• Given passage:
# # # # #

Advertisement

Injecting Dose of Calm in Epidemic

Share

Hildy Meyers is very cool, very calm. Maybe that’s what going to Harvard and the UC San Francisco Medical School will do for you.

Wanting some shop talk, I went to her office last week in one of the county’s health-care complexes. After all, she’s a medical director in the disease control division and on the front lines of monitoring SARS cases in the county, of which three have been reported.

Does her pulse race faster with talk of a worldwide epidemic? Is this the kind of thing that people in her business live for?

Advertisement

The lady, who comes from a line of doctors, is too reserved to buy into that kind of talk -- and it’s probably a good thing. When it comes to public health issues, you probably want someone who’s not overly excitable.

“When I got my master’s in public health and epidemiology,” Meyers says, “one of the first things a professor said to us was that being an epidemiologist will make you unpopular at cocktail parties, because being an epidemiologist means being a skeptic.”

That is, while others proclaim the latest epidemic to anyone who’ll listen, the epidemiologist sits back and waits for proof. “There are lots of reasons from one person’s point of view that something may appear to be unusual, when it may not be,” she says.

No one denies the SARS threat. What’s unknown, Meyers says, is the extent of the threat and its longevity.

About 270 people in 26 countries have died of severe acute respiratory syndrome. In the U.S., the Centers for Disease Control and Prevention on Friday had identified 39 “probable” SARS cases -- none fatal -- out of the 247 it is checking.

Meyers, 45, discusses SARS with the dispassion of a detective -- which, in a sense, she is. The epidemiologist’s job is to monitor trends -- to investigate, in effect, who and perhaps why certain people get an infectious disease. And, in other cases, how to prevent carriers from spreading one. It’s the kind of work that led in the 1980s to identifying gay men as especially vulnerable to the AIDS virus.

Advertisement

As with a good gumshoe, the disease detective’s work isn’t necessarily flashy. It involves things like checking patients’ occupations, their travel schedules, where they’ve eaten, who they’ve had contact with, what kind of things they’ve been doing. And finding the common threads.

# # # # #

• Supplied entries:
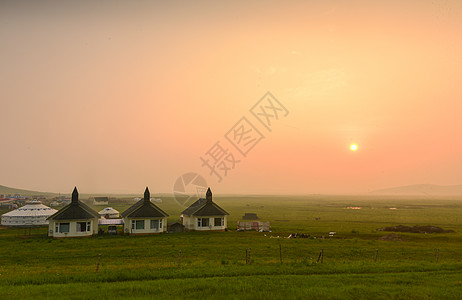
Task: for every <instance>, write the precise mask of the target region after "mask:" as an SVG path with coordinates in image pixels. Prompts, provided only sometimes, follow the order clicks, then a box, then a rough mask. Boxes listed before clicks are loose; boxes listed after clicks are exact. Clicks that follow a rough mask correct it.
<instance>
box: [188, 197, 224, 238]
mask: <svg viewBox="0 0 462 300" xmlns="http://www.w3.org/2000/svg"><path fill="white" fill-rule="evenodd" d="M228 215H229V214H228V213H227V212H226V211H225V210H224V209H222V208H221V207H219V206H218V205H217V204H216V203H214V202H213V201H212V191H211V190H210V188H208V190H207V193H206V196H205V199H203V198H201V199H199V200H197V201H196V202H194V203H193V204H192V205H191V206H190V207H188V208H187V209H185V210H184V211H183V212H182V213H181V222H182V224H183V225H184V226H185V229H187V230H201V231H203V230H213V231H224V230H225V229H226V228H227V227H228Z"/></svg>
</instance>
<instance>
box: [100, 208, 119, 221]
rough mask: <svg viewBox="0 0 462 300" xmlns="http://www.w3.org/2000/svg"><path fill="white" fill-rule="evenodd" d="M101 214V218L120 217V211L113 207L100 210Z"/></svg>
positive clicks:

# # # # #

• Tasks:
(1) Put this sentence from the SARS article into Spanish: "What’s unknown, Meyers says, is the extent of the threat and its longevity."
(2) Print the portion of the SARS article that begins at the words "Wanting some shop" and stops after the words "not overly excitable.".
The records have nothing to do with the article on SARS.

• Task-by-task solutions:
(1) Lo que se desconoce, dice Meyers, es el alcance de la amenaza y su duración.

(2)
Wanting some shop talk, I went to her office last week in one of the county’s health-care complexes. After all, she’s a medical director in the disease control division and on the front lines of monitoring SARS cases in the county, of which three have been reported.

Does her pulse race faster with talk of a worldwide epidemic? Is this the kind of thing that people in her business live for?

Advertisement

The lady, who comes from a line of doctors, is too reserved to buy into that kind of talk -- and it’s probably a good thing. When it comes to public health issues, you probably want someone who’s not overly excitable.